-- begin SOURCE EXCERPT --

SC5 tickles the funny bone with a few shorts that are
amiable, but are more margarine than butter, as the programme continues with 365
(The Brothers McLeod, UK). 365
features an exciting premise—the brothers animate one second of film each and
every day of the year—but the joke grows tired around June and the film keeps
on truckin’ to giggles from the audience that grow quieter throughout the year.
More sillytime comes in David O’Reilly’s Korean propaganda crisis Heaven’s
Countryland ‘Part 4: Children’,
which isn’t as funny as the other episodes of O’Reilly’s series to play at the
festival. Finally, the short but sweet A Tale of Momentum and Inertia
(Kameron Gates & Kirk Kelley, USA) offers a droll tale of Sisyphusian chaos
as the man with the boulder lets gravity do its work to bold effect. This funny
film gives SC5 a healthy punchline with which to end the programme.

-- end SOURCE EXCERPT --
-- begin RECORDS PROVIDED --

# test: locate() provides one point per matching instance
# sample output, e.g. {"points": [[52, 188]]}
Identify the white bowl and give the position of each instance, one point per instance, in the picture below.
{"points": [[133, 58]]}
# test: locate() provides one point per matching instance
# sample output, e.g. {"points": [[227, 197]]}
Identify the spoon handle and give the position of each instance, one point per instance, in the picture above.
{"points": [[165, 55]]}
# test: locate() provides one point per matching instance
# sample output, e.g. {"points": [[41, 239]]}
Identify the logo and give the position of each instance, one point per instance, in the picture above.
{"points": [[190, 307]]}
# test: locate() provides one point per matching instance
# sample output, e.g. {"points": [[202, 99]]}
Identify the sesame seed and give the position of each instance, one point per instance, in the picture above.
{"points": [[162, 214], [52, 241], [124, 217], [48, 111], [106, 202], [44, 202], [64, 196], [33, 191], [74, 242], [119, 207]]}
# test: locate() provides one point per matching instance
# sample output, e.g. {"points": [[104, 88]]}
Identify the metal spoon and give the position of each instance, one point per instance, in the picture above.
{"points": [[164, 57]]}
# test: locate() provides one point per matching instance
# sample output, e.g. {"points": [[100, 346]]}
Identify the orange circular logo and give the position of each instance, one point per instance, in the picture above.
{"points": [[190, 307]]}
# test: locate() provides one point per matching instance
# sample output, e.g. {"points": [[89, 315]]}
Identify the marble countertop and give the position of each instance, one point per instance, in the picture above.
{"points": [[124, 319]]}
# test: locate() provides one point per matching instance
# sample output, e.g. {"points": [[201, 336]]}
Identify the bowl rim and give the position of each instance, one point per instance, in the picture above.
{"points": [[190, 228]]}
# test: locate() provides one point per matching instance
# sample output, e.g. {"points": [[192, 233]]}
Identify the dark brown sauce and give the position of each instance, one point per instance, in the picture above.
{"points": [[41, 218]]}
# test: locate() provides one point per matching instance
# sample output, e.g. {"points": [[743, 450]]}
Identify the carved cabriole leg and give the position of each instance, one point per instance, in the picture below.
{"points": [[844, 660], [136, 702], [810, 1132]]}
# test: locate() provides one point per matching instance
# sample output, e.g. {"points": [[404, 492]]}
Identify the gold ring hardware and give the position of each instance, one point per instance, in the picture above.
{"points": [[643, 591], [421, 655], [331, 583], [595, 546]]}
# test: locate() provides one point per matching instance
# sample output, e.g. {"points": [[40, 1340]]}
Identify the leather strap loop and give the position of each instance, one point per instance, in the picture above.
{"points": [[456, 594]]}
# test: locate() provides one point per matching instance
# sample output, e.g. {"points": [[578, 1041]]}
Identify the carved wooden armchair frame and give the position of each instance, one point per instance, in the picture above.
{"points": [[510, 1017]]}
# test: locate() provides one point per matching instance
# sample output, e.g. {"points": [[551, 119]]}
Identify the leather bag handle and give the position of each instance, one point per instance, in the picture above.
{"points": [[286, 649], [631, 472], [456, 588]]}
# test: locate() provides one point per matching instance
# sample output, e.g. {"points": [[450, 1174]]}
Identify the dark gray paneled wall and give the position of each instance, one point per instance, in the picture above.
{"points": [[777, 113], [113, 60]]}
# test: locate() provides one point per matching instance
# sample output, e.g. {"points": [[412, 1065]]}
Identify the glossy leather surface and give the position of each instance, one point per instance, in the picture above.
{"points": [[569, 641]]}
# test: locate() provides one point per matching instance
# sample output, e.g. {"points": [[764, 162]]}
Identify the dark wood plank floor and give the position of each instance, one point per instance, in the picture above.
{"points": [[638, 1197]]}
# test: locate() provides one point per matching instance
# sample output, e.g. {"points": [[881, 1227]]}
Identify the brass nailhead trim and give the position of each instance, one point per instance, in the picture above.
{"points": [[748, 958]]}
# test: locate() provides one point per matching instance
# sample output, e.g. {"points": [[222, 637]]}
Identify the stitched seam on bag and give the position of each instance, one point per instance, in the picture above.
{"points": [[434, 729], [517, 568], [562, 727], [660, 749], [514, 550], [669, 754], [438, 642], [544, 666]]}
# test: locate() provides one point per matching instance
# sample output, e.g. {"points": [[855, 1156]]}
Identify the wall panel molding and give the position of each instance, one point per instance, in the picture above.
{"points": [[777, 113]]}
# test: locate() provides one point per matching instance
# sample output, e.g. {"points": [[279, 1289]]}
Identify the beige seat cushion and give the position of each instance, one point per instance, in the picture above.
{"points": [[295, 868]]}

-- end RECORDS PROVIDED --

§ **EXERCISE REQUIREMENTS**:
**A)** In the festival review, how much film do the brothers animate each day for 365?
**B)** Reproduce the festival review word for word, starting with "SC5 tickles the" and going on through "throughout the year.".

§ **THE SOLUTIONS**:
**A)** They animate one second of film each day of the year.

**B)**
SC5 tickles the funny bone with a few shorts that are
amiable, but are more margarine than butter, as the programme continues with 365
(The Brothers McLeod, UK). 365
features an exciting premise—the brothers animate one second of film each and
every day of the year—but the joke grows tired around June and the film keeps
on truckin’ to giggles from the audience that grow quieter throughout the year.